━━ Supplied data
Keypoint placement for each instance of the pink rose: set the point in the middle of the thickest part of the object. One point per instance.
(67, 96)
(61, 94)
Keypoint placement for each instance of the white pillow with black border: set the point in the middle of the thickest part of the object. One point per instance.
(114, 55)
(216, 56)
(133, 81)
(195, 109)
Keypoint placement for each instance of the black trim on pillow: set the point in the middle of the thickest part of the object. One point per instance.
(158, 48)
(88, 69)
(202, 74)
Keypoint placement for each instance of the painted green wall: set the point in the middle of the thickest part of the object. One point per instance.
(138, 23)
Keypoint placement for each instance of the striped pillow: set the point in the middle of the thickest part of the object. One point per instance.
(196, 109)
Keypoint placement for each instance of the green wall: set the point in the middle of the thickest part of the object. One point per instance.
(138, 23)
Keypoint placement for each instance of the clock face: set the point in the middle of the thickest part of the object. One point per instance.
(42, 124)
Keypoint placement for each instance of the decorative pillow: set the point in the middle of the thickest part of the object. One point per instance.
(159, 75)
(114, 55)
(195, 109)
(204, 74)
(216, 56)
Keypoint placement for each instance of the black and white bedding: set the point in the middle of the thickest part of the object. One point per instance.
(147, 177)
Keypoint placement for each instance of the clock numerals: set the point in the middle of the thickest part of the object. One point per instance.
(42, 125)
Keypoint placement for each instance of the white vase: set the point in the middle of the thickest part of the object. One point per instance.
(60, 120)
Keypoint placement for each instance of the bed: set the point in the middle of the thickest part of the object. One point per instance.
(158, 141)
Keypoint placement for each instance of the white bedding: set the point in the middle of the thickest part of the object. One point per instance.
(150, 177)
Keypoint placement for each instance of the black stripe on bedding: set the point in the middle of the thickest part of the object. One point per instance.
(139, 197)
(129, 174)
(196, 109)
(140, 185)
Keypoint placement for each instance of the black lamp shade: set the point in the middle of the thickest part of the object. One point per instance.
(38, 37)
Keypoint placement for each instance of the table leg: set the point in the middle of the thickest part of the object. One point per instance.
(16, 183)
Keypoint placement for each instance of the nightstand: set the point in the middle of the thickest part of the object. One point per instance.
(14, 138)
━━━━
Task prompt -
Set down all of the entries above again, word for word and in the same order.

Correct result -
Keypoint placement for each instance of the pink rose: set the point in the middle of the thickest part of the object. One point per instance.
(67, 96)
(61, 94)
Keypoint placement for each instance of the white pillow with black border: set the point in the middle of the thickest part of the object. One point per instance.
(114, 55)
(216, 56)
(133, 81)
(195, 109)
Keypoint placement for each instance of the black trim on pillow: set the point in the middle of the thickest part of the object. One point per instance.
(158, 48)
(88, 69)
(202, 74)
Keypoint placement for each instance of the painted green wall: set the point in the middle of the thickest part of the object. One point per instance.
(138, 23)
Keypoint placement for each instance of the striped pillow: set the point in the middle of the thickest part of the object. One point per instance.
(196, 109)
Keypoint placement for each instance of the green wall: set the point in the middle of the thickest part of the object. One point per instance.
(138, 23)
Keypoint placement for each instance of the clock face: set the point in the middle of the thickest part of the object. One point per instance.
(42, 124)
Keypoint placement for each instance of the decorative pillow: set the point in the middle of the thickest part of the object. One point per instance.
(159, 75)
(114, 55)
(195, 109)
(204, 74)
(216, 56)
Keypoint placement for each instance of the black and white bedding: set the point in the middle of the thickest part of the object. One point per instance.
(147, 177)
Keypoint placement for each instance of the clock numerals: set the point in the middle of the thickest part of the object. One point per instance.
(42, 125)
Keypoint placement for each instance of the white vase: set the point in the middle of the thickest part of the object. One point per instance.
(60, 120)
Keypoint placement for each instance of the bed: set the point in the middle of the thickest part of the object. One point per instance.
(158, 141)
Keypoint placement for each instance of the white bedding: set the point in the middle of the thickest part of the object. One point per instance.
(150, 177)
Keypoint placement for each instance of the black stripe on bedding: set the point in the middle of the thickest part of the object. One point per instance.
(139, 197)
(129, 174)
(196, 109)
(140, 185)
Keypoint placement for each instance of the black lamp shade: set the point in the middle of the thickest part of the object. One point per instance.
(38, 37)
Keypoint placement for each instance of the table leg: set the point in the middle of the thickest part of the object. One point per instance.
(16, 183)
Keypoint placement for each instance of the nightstand: set the point in the middle of the thickest part of the object. One point per instance.
(14, 138)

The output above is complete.